__Questions__.
1. Copy everything from "Follow-up: If rebalance" down to "with consumer rebalancing?" in the Kafka rebalancing text, changing "WebSocket server" to "chat server".
2. What target does the Kafka rebalancing text set for rebalance duration?

Follow-up: If you add a 9th partition while 12 consumers are running, which consumer gets it and when?

Your consumer code has a bug: on_partitions_revoked() throws an exception during rebalance, so offsets never commit. Rebalance completes but next consumer processes old messages. How many times will those messages be reprocessed?

If offsets don't commit during revocation, the last committed offset is used when rebalance finishes. Every message after that offset gets reprocessed. If consumer processed 100 messages but crashed before committing (default auto-commit is every 5s), it reprocesses those 100 on restart. To diagnose: check __consumer_offsets topic: kafka-console-consumer --bootstrap-server localhost:9092 --topic __consumer_offsets --formatter kafka.tools.JmxTool --property=print.key=true --from-beginning. More practical: run kafka-consumer-groups --group payments-group --bootstrap-server localhost:9092 --describe and compare LAG vs CURRENT-OFFSET. If LAG > 0 but no new messages are coming, consumers are replaying. Fix: wrap on_partitions_revoked in try-catch, ensure commitSync() completes before returning. Add metric: increment counter on revoke exception. Set enable.auto.commit=true and increase auto.commit.interval.ms to ensure offset commits flush regularly. For exactly-once: use transactional writes + manual offset commits in transaction.

Follow-up: If rebalance takes 30 seconds and auto-commit fires 6 times during that window, which offset gets committed?

You have a WebSocket server that holds state for 500 concurrent connections. Each consumer in your group handles a subset. When rebalance happens, connections drop for 2 seconds. Clients reconnect but state is lost. How do you fix this with consumer rebalancing?

This is a classic stateful consumer problem. Solutions: 1) Switch to CooperativeStickyAssignor + static membership to minimize partition movement. Set group.instance.id=server-1. On rebalance, most partitions stay assigned, only new/removed consumers trigger movement. 2) Implement on_partitions_revoked() to gracefully drain connections: stop accepting new messages, finish processing in-flight, commit offset, then release partitions. 3) Use external state store (Redis) keyed by connection_id. On reconnect after rebalance, re-hydrate state from Redis. 4) Increase heartbeat.interval.ms from 3s to 5s and session.timeout.ms from 10s to 30s to reduce rebalance frequency. 5) Implement on_partitions_assigned() to rebuild state before processing new messages. Metric: track rebalance duration via JMX kafka.consumer:type=consumer-coordinator-metrics,name=sync-latency-avg. Target: <5s. If rebalancing is still frequent, check consumer logs for crashes or GC pauses.

__Supplied material__.
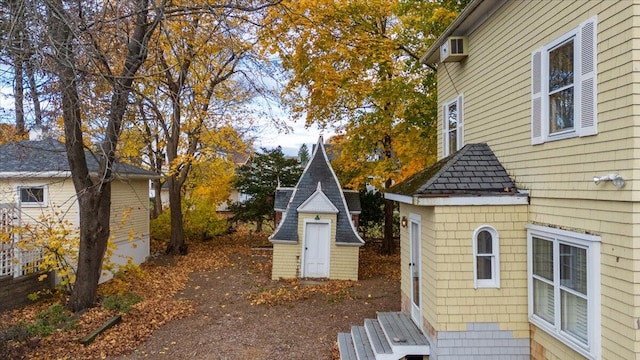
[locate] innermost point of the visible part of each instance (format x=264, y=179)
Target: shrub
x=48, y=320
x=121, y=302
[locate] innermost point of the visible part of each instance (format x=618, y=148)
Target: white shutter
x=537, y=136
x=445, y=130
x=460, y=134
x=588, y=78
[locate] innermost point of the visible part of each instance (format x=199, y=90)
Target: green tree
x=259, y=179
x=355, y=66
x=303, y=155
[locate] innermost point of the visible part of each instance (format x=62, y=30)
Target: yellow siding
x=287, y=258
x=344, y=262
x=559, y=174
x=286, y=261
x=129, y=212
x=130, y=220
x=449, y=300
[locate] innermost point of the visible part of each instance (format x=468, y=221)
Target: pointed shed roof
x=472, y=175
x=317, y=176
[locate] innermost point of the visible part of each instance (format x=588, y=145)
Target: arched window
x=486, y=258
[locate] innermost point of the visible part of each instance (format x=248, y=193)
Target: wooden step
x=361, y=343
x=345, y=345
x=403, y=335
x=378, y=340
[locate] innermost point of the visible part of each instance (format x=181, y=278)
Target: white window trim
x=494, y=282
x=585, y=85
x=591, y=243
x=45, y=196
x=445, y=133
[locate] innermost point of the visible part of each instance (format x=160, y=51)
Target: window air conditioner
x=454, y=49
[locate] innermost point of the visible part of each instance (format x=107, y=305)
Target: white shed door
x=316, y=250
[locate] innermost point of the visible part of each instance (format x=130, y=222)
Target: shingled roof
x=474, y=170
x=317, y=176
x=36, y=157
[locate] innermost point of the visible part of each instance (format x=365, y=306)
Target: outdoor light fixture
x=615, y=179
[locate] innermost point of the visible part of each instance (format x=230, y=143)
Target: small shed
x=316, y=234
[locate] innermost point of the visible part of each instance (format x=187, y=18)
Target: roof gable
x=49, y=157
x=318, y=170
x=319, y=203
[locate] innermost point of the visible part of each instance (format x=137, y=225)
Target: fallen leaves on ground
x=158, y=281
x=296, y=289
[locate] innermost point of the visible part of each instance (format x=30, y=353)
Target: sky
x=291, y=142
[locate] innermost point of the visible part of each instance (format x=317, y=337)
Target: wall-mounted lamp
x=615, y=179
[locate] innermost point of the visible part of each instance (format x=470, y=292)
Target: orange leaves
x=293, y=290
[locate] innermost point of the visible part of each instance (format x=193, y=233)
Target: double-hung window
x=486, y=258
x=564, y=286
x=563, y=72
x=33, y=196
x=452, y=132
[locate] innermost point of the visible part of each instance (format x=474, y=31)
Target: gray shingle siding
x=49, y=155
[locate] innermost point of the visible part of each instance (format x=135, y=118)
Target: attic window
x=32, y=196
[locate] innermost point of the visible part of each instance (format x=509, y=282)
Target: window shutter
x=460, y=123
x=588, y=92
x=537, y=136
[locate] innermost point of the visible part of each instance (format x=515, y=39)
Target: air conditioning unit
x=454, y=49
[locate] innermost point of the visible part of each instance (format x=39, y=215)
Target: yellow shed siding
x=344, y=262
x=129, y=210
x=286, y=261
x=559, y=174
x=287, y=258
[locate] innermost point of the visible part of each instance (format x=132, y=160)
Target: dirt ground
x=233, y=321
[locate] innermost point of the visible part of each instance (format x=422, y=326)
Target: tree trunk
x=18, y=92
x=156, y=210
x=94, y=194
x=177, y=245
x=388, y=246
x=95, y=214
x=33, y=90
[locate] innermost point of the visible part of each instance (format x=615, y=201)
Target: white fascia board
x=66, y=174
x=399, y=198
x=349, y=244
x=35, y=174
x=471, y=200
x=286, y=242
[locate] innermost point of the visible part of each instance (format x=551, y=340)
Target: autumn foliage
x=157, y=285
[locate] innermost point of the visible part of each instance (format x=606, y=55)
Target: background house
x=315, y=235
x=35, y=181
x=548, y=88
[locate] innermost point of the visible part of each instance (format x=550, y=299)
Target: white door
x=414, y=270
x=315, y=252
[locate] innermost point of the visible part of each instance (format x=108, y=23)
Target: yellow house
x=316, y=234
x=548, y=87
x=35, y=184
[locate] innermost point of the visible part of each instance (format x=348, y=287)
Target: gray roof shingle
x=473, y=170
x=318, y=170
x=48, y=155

__Responses by task__.
1.
Follow-up: If rebalance takes 30 seconds and auto-commit fires 6 times during that window, which offset gets committed?

You have a chat server that holds state for 500 concurrent connections. Each consumer in your group handles a subset. When rebalance happens, connections drop for 2 seconds. Clients reconnect but state is lost. How do you fix this with consumer rebalancing?

2. Under 5 seconds.